## Page text
|---|

In addition, the bank has awarded WMHCC a $100,000 grant to further advance economic opportunity for Hispanic-owned small businesses that will enable them to develop a strong Latino talent pipeline and create employment opportunities. Funding will be in support of two key chamber initiatives that include Transformando West Michigan and Building Bridges through Education (BBTE). 

Transformando is a business training program that aims to help business owners achieve a new level of financial mobility, prosperity and stability. It provides small business owners with resources, educational programs and networking opportunities to help them grow their business. BBTE, a 2021 Examples of Excelencia finalist, helps prepare and connect high-potential Latinx college students with the tools and opportunities to reach their career goals. It also educates and encourages businesses to invest in their community by creating jobs and internship opportunities.

“Bank of America strives to help local economies prosper by supporting business ownership to create sustainable, financially healthy and diverse communities,” said Renee Tabben, president, Bank of America Grand Rapids. “The West Michigan Hispanic Chamber has provided critical leadership in our community helping businesses, individuals and families create a path toward economic opportunity and stability. We are excited to name them a Neighborhood Champion and provide additional grants to support Latinx college students and give Hispanic small businesses many of the tools they need to succeed.”

‘Tis the season

The 2021 holiday season appears to be on track to exceed the National Retail Federation’s forecast for record spending despite supply chain disruptions, inflation and challenges like the new COVID-19 omicron variant, NRF Chief Economist Jack Kleinhenz said.

|---|

## Material supplied
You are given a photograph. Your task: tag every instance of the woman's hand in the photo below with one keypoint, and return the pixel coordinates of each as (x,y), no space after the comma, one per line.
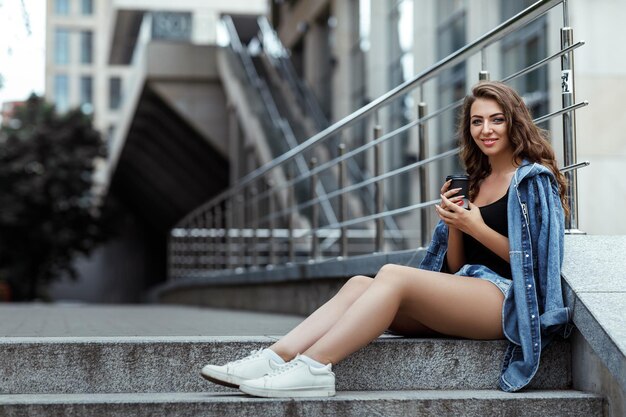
(467,221)
(450,194)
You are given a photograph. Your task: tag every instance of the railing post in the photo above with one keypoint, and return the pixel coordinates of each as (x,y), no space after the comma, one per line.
(271,249)
(217,220)
(291,199)
(569,126)
(228,213)
(254,215)
(483,75)
(210,255)
(422,137)
(343,203)
(241,210)
(314,214)
(379,190)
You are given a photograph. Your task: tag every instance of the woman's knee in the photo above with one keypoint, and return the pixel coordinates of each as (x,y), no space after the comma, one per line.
(358,284)
(396,275)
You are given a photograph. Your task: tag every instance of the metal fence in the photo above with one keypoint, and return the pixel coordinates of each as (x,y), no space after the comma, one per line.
(260,222)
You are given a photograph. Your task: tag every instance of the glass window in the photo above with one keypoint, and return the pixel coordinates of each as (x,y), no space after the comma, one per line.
(61,46)
(522,48)
(62,7)
(86,7)
(115,92)
(86,47)
(86,94)
(401,36)
(451,83)
(61,92)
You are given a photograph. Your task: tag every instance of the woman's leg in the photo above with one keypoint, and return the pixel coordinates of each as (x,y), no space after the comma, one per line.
(448,304)
(313,327)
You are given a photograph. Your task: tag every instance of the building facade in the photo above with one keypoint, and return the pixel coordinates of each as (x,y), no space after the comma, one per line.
(351,52)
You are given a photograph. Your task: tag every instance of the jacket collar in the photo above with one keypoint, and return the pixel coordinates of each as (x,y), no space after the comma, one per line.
(528,170)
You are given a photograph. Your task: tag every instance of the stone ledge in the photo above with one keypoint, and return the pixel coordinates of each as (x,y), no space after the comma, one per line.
(474,403)
(594,271)
(96,365)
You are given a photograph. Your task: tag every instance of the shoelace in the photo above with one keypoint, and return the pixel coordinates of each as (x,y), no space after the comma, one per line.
(253,354)
(283,368)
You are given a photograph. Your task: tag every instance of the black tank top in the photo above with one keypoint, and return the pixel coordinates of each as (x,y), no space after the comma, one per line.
(495,216)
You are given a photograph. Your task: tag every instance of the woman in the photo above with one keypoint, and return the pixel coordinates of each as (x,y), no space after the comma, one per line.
(509,240)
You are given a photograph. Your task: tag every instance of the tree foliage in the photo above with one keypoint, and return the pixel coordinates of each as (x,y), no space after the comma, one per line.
(48,213)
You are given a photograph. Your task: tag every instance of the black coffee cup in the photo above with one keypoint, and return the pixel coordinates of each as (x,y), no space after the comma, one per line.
(460,181)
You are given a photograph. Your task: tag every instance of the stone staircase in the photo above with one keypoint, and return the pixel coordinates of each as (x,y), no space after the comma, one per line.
(159,376)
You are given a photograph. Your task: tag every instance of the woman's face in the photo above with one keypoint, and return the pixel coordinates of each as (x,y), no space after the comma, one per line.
(489,128)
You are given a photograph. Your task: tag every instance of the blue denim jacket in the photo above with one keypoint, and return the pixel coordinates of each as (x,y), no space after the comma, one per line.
(534,309)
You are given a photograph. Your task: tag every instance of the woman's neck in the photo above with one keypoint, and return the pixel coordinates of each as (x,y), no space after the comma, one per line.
(503,164)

|---|

## Work order
Using the page text, answer each question:
(a) What is the dollar amount of the grant the bank awarded WMHCC?
(b) For what was BBTE a 2021 finalist?
(c) Who is named as the National Retail Federation's Chief Economist?
Rely only on the page text, not on outside knowledge.

## Answer below
(a) $100,000
(b) Examples of Excelencia
(c) Jack Kleinhenz